* _Instruction 1_
Write out the section of the Hotfoot 27 page from "Development" down to "ft (1.68 m)".

Hotfoot 27

Development
- Designer: Doug Hemphill
- Location: Canada
- Year: 1981
- Builder: Hotfoot Boats
- Name: Hotfoot 27

Boat
- Displacement: 3,600 lb (1,633 kg)
- Draft: 5.50 ft (1.68 m)

Hull
- Type: Monohull
- Construction: Fibreglass
- LOA: 27.00 ft (8.23 m)
- LWL: 22.00 ft (6.71 m)
- Beam: 9.33 ft (2.84 m)
- Engine: Outboard motor

Hull appendages
- Keel: fin keel
- Ballast: 1,500 lb (680 kg)
- Rudder: transom-mounted rudder

Rig
- Rig type: Bermuda rig
- I foretriangle height: 29.08 ft (8.86 m)
- J foretriangle base: 9.75 ft (2.97 m)
- P mainsail luff: 31.50 ft (9.60 m)
- E mainsail foot: 13.00 ft (3.96 m)

Sails
- Sailplan: Fractional rigged sloop
- Mainsail area: 204.75 sq ft (19.022 m^{2})
- Jib/genoa area: 141.77 sq ft (13.171 m^{2})
- Total sail area: 346.52 sq ft (32.193 m^{2})

Racing
- PHRF: 147 (average)

= Hotfoot 27 =

Sailboat class

The Hotfoot 27 is a Canadian sailboat that was designed by Doug Hemphill as racer-cruiser and first built in 1981.

==Production==
The design was built by Hotfoot Boats in Canada, but the company is no longer in business and the boat design is now out of production.

* _Entries supplied_
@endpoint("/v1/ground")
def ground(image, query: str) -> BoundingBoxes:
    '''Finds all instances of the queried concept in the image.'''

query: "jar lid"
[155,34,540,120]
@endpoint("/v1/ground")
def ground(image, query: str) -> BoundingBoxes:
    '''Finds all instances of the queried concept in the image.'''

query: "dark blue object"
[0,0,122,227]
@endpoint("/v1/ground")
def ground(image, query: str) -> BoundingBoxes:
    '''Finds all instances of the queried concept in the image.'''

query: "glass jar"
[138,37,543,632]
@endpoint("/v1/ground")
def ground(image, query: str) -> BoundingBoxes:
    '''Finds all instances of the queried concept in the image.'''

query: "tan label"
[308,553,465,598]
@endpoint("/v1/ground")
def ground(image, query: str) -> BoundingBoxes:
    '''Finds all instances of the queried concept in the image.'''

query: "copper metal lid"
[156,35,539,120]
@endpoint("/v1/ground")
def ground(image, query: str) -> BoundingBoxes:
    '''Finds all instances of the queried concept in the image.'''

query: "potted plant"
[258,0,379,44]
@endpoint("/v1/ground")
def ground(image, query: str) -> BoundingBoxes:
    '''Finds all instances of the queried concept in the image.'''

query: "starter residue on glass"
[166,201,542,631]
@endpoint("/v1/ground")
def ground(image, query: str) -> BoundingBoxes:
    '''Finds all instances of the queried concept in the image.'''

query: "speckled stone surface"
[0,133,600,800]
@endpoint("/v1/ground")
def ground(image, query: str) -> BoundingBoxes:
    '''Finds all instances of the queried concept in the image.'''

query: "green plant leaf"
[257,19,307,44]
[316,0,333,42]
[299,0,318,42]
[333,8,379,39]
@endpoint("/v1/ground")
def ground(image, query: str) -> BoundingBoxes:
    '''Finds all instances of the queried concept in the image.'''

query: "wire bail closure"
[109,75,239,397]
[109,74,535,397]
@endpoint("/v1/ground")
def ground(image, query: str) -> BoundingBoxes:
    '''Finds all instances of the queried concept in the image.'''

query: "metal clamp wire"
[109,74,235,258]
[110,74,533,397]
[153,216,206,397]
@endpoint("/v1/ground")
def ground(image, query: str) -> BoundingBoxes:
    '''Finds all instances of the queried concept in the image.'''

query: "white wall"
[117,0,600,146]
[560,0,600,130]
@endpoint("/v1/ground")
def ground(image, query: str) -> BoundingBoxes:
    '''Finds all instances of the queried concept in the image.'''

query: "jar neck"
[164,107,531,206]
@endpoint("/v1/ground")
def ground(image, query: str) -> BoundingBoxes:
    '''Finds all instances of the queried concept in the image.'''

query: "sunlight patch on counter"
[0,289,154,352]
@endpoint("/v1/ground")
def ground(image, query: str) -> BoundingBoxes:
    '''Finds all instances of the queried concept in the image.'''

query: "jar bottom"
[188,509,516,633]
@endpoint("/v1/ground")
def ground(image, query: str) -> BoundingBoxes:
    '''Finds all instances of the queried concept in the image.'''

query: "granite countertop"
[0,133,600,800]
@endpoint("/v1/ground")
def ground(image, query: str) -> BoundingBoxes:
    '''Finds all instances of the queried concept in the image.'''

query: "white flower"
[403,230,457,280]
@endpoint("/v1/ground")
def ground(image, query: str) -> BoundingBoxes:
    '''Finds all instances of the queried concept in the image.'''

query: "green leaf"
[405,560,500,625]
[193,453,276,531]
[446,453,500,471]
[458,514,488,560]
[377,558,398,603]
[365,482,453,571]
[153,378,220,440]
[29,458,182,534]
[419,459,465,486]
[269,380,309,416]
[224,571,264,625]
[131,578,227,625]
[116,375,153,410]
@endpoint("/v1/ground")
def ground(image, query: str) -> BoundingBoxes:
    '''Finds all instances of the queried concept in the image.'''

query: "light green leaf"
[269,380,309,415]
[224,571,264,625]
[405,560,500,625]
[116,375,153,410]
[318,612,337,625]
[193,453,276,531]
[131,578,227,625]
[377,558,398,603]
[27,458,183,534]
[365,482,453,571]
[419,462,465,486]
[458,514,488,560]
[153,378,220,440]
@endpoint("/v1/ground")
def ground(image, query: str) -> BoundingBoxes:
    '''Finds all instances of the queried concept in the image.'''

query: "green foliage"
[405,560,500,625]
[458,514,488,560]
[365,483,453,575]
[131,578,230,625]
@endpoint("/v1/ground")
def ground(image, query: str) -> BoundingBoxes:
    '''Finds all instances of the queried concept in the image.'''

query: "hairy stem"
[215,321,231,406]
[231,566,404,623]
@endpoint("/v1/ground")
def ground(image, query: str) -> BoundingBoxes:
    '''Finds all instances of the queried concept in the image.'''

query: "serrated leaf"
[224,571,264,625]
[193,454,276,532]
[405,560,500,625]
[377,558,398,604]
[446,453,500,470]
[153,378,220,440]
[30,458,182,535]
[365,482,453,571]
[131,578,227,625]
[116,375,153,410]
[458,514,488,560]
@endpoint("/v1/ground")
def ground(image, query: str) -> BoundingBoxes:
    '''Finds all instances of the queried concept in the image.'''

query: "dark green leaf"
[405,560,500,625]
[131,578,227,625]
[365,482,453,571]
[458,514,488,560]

* _Instruction 2_
Give everything from the start of the rows down to the line containing "[0,0,122,227]" again, with "jar lid" swapped for "container lid" and nothing else changed.

* _Result 1_
Development
- Designer: Doug Hemphill
- Location: Canada
- Year: 1981
- Builder: Hotfoot Boats
- Name: Hotfoot 27

Boat
- Displacement: 3,600 lb (1,633 kg)
- Draft: 5.50 ft (1.68 m)

* _Result 2_
@endpoint("/v1/ground")
def ground(image, query: str) -> BoundingBoxes:
    '''Finds all instances of the queried concept in the image.'''

query: "container lid"
[155,34,540,120]
@endpoint("/v1/ground")
def ground(image, query: str) -> BoundingBoxes:
    '''Finds all instances of the queried concept in the image.'''

query: "dark blue object"
[0,0,122,227]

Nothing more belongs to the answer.